### Given task
Starting at the line with "the white cheese" and stopping after the line with "Target: white cheese wedge", please convert those lines of the material into a JSON list of strings, one string per line, leaving out blank lines.

### Records to use
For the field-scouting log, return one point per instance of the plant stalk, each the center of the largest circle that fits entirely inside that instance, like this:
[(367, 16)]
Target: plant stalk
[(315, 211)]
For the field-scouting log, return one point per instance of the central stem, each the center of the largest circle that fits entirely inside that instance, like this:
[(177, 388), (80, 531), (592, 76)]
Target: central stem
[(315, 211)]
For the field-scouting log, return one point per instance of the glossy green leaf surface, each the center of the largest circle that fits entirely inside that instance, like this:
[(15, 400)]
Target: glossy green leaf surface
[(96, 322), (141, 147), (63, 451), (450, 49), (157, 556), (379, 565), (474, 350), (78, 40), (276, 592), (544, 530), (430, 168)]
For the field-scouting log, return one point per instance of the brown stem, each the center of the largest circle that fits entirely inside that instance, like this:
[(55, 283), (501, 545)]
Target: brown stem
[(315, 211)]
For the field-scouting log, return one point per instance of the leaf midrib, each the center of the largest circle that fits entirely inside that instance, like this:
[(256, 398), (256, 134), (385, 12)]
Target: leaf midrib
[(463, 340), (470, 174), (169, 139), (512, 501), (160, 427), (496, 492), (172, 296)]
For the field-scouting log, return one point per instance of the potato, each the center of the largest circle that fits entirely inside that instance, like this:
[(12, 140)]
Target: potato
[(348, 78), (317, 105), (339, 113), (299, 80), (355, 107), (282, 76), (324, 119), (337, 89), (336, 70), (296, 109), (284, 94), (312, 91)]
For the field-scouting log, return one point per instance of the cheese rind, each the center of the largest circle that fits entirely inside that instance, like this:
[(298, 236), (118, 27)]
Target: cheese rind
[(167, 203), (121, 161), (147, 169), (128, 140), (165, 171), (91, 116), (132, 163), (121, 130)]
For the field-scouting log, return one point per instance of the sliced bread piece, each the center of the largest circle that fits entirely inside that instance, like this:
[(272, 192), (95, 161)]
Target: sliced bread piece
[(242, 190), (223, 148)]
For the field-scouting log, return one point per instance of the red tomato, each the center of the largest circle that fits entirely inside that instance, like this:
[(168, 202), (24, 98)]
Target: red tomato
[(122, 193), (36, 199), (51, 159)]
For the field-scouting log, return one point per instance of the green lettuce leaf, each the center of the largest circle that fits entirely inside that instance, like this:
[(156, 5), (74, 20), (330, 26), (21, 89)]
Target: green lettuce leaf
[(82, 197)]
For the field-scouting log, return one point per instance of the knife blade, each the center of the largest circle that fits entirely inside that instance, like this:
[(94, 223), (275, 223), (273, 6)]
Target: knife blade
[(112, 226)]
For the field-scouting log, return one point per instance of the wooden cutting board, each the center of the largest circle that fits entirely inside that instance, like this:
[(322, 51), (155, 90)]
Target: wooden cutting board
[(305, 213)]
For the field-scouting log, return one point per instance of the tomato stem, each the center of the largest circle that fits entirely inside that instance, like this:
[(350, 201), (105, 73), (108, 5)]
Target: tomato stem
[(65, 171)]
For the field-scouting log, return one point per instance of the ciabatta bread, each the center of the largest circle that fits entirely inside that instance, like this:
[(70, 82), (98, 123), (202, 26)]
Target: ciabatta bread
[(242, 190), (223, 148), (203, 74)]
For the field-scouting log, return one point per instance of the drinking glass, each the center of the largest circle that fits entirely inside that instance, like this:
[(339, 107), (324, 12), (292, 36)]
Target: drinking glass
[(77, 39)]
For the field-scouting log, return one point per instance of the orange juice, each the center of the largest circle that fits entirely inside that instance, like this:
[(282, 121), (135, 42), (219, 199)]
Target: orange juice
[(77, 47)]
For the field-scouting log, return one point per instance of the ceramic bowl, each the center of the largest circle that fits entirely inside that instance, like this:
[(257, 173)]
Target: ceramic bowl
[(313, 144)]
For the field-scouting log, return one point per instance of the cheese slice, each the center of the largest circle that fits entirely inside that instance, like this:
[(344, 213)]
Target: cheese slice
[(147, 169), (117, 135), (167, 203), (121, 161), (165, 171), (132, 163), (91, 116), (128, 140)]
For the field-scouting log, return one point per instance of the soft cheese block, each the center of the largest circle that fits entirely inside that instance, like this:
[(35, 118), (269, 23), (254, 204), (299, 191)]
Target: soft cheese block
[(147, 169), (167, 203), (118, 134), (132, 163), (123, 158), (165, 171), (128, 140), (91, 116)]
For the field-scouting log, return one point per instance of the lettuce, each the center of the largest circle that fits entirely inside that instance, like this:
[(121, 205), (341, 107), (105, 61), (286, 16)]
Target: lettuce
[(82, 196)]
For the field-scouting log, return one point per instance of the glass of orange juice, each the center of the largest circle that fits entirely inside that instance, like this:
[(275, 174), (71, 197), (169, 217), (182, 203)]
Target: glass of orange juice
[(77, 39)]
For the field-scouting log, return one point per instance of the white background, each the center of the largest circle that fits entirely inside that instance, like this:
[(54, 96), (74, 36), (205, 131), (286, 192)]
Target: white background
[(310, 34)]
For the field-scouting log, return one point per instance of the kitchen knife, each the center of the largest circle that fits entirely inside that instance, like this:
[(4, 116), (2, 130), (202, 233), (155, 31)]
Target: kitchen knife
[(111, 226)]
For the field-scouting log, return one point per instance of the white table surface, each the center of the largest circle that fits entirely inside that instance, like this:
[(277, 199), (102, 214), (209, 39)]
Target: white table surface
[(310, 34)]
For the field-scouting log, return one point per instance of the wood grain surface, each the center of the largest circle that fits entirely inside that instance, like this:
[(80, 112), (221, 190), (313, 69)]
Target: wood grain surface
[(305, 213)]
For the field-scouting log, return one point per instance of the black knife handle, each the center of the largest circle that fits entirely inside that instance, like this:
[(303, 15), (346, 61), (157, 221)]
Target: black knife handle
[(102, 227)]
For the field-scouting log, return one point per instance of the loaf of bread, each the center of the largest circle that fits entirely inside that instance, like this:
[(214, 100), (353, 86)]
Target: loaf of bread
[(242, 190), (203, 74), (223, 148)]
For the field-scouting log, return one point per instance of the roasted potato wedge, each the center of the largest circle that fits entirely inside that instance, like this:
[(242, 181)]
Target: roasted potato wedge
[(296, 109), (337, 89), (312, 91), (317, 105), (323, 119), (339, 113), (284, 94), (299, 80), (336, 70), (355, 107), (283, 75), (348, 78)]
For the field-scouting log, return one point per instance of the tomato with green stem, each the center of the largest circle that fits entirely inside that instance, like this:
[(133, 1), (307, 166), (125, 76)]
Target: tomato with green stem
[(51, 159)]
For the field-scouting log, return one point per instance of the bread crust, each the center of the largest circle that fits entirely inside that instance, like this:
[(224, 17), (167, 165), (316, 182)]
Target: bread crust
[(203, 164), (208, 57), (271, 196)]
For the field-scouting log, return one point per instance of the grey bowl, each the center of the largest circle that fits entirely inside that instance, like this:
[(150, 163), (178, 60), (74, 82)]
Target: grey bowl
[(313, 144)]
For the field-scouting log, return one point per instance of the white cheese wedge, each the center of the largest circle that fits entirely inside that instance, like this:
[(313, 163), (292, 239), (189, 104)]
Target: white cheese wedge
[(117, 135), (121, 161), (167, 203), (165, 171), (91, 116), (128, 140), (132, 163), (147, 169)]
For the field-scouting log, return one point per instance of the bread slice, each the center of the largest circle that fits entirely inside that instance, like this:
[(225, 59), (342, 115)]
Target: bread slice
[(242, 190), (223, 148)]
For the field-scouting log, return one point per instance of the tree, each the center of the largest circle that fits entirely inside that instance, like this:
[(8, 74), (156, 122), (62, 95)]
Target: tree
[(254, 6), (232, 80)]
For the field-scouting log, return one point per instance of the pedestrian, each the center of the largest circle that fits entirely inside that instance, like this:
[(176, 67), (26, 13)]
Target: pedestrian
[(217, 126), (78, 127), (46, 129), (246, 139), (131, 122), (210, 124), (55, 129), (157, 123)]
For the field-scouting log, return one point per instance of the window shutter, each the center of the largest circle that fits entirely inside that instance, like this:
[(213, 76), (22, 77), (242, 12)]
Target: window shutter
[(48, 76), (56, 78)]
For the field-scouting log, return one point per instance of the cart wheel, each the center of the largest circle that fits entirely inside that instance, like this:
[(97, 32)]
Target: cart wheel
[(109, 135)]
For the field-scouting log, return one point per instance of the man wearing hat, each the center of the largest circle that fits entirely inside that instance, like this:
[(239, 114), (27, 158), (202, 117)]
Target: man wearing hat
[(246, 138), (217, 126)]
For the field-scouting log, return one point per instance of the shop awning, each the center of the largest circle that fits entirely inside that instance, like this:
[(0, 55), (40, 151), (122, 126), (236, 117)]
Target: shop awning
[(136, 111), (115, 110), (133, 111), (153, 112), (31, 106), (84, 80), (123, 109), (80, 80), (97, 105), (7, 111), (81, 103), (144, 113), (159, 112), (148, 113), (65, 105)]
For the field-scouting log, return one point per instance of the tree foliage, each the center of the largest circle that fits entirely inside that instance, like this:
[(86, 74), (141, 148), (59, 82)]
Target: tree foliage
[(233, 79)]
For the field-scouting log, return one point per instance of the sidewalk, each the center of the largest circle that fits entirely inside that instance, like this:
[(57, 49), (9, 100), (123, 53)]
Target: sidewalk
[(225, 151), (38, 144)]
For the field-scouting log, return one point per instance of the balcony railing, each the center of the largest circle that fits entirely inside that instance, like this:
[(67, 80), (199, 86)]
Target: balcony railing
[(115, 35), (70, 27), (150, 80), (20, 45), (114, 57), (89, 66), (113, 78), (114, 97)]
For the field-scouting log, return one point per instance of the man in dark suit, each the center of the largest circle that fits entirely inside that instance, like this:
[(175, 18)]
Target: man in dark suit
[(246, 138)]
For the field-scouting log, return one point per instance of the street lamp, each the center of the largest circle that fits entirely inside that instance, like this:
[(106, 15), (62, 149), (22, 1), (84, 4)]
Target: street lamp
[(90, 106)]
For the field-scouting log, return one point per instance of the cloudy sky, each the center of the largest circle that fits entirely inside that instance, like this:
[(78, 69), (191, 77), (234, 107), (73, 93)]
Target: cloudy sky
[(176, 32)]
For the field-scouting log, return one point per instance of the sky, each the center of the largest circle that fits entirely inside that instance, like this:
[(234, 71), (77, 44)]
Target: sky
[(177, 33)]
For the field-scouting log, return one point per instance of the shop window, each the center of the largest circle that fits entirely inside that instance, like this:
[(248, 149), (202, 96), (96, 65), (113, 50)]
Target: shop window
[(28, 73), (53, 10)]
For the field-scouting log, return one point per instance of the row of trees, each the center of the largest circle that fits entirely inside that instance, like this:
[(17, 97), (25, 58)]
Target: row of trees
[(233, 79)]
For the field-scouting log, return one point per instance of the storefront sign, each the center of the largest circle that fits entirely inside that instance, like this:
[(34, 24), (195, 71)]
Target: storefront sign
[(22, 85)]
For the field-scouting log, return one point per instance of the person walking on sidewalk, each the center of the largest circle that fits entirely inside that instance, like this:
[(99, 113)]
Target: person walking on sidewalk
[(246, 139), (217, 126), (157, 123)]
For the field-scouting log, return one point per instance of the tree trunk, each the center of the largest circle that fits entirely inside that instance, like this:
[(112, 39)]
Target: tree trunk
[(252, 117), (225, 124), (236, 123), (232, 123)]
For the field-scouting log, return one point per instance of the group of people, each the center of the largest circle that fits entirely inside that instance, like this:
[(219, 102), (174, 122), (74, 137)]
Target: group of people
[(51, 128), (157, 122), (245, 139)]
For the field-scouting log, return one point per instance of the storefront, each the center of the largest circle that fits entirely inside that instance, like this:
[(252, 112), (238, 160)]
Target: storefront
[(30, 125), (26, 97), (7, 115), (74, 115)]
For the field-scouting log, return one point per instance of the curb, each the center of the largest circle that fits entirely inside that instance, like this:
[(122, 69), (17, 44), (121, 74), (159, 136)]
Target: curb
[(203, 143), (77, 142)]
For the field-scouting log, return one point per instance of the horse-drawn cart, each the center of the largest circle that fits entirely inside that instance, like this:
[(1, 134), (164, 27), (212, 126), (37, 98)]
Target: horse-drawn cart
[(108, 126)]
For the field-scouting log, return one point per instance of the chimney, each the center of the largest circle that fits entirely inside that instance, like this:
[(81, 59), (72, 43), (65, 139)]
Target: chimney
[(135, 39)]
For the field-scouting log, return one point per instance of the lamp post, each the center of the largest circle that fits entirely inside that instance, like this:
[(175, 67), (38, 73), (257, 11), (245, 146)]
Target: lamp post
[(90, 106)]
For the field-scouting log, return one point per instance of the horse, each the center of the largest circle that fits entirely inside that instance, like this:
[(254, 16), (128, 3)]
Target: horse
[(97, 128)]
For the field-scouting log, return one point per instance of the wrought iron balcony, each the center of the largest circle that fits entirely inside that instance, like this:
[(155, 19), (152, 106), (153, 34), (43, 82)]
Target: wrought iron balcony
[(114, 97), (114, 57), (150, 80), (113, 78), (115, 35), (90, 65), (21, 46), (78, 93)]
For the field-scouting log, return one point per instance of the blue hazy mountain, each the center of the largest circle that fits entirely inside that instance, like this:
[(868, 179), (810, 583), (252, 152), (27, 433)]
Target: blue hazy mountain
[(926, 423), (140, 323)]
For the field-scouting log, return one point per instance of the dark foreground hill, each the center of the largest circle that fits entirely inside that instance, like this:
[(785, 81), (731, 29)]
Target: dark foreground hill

### Solution for this exercise
[
  "For the field-scouting log, return one point per instance of the white cheese wedge, each the center of the largest circle that fits entirely inside that instance, like this:",
  "[(313, 163), (292, 239), (189, 104)]",
  "Target: white cheese wedge"
]